Stored dataset items
....
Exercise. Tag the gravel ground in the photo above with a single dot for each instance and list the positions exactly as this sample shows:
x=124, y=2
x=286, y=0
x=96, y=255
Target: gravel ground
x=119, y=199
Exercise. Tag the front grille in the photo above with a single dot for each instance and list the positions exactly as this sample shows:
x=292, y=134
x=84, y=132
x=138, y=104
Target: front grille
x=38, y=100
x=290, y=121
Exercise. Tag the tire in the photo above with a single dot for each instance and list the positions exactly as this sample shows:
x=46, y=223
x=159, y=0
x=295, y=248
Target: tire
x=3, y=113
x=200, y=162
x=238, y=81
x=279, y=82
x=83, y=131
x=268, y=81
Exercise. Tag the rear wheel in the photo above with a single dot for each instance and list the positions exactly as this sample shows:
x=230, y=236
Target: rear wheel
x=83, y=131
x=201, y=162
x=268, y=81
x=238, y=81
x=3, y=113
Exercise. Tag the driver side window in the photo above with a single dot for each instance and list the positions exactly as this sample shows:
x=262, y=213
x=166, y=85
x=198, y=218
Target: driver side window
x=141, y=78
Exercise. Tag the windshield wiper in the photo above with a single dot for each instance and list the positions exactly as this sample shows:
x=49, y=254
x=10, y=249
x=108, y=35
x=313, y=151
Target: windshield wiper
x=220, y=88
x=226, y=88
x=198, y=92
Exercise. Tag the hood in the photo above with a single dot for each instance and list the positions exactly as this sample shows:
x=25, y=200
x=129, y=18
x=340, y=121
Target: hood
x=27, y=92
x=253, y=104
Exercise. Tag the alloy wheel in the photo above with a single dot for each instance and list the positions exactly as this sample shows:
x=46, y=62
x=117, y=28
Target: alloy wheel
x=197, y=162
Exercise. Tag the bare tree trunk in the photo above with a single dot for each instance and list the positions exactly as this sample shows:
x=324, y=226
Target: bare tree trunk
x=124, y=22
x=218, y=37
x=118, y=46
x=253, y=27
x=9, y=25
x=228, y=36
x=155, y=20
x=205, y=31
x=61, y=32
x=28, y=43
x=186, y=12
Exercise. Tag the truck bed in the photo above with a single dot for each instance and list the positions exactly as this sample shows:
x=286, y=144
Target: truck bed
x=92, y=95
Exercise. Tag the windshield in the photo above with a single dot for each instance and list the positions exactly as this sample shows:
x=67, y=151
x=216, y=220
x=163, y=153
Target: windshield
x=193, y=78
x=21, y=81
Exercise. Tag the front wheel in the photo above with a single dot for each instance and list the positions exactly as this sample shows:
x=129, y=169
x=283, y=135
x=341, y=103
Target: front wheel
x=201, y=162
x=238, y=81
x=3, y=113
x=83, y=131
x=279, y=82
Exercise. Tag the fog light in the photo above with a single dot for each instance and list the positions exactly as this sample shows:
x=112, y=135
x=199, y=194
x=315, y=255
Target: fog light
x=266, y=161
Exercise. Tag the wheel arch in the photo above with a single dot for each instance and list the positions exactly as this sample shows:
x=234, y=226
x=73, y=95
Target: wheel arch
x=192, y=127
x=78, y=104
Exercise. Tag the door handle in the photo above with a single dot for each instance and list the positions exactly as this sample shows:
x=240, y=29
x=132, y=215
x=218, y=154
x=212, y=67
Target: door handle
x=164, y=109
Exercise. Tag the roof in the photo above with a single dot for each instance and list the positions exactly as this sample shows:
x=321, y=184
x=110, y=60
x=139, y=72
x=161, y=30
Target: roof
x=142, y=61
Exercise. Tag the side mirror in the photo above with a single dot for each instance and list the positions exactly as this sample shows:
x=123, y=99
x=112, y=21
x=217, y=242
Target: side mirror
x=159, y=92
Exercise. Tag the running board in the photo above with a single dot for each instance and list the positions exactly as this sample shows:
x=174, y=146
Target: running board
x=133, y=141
....
Please rewrite the material from its first line through the line containing "x=197, y=162", changing "windshield wiper" to "wiper blade" and keeping everything else the same.

EXERCISE OUTPUT:
Exercise. Tag the gravel ground in the photo above with a single dot for each instance and list the positions exactly as this sample shows:
x=124, y=2
x=286, y=0
x=96, y=255
Target: gravel ground
x=119, y=199
Exercise. Tag the front grille in the photo above with a single dot for each instance and list the positions exactly as this sample shows:
x=292, y=134
x=84, y=132
x=138, y=104
Target: front grille
x=38, y=100
x=290, y=121
Exercise. Tag the tire in the photo above with a single dot for each instance and list the positions exactly as this sample shows:
x=46, y=223
x=159, y=0
x=295, y=248
Target: tire
x=3, y=113
x=200, y=162
x=238, y=81
x=279, y=82
x=83, y=131
x=268, y=81
Exercise. Tag the rear wheel in the photo above with a single dot for each instance and list the positions exactly as this sample shows:
x=230, y=236
Target: rear wheel
x=83, y=131
x=201, y=162
x=268, y=81
x=238, y=81
x=3, y=113
Exercise. Tag the driver side window in the photo above with a single dot for each instance and list the positions exactly as this sample shows:
x=262, y=213
x=166, y=85
x=198, y=218
Target: driver side window
x=141, y=78
Exercise. Tag the wiper blade in the photo above with a single dot for each instance and list the positions exactly as this sample shows:
x=49, y=254
x=10, y=249
x=108, y=35
x=313, y=151
Target: wiper blade
x=220, y=88
x=226, y=88
x=198, y=92
Exercise. Tag the hood in the photo above with a single dot for each instance and list the positions exactly as this sample shows:
x=25, y=200
x=129, y=18
x=340, y=121
Target: hood
x=27, y=92
x=253, y=104
Exercise. Tag the alloy wheel in the photo above with a single dot for each instance and list the positions exactly as this sample shows:
x=46, y=62
x=117, y=28
Target: alloy wheel
x=197, y=162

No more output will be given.